• **Challenge**: How many lines in the rows below contain the string "like"? Reply with the number alone.

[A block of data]
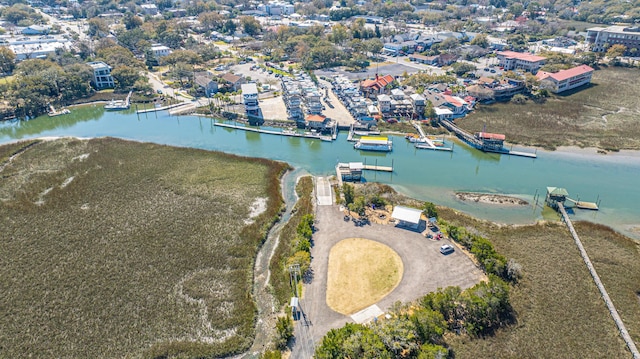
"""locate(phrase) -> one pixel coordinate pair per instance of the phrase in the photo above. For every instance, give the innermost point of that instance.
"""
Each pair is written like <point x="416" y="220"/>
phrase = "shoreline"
<point x="490" y="198"/>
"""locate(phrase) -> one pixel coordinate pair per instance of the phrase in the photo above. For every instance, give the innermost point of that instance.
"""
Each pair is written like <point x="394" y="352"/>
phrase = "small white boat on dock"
<point x="53" y="112"/>
<point x="117" y="105"/>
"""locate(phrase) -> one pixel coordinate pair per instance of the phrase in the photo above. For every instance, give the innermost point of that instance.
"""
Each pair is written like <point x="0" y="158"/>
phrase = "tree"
<point x="615" y="51"/>
<point x="7" y="60"/>
<point x="125" y="76"/>
<point x="429" y="210"/>
<point x="132" y="21"/>
<point x="284" y="327"/>
<point x="480" y="40"/>
<point x="250" y="25"/>
<point x="461" y="68"/>
<point x="348" y="192"/>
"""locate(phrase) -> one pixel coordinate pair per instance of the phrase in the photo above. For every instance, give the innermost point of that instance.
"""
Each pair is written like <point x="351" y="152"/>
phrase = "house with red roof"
<point x="511" y="60"/>
<point x="566" y="79"/>
<point x="374" y="87"/>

• **Solution below**: 4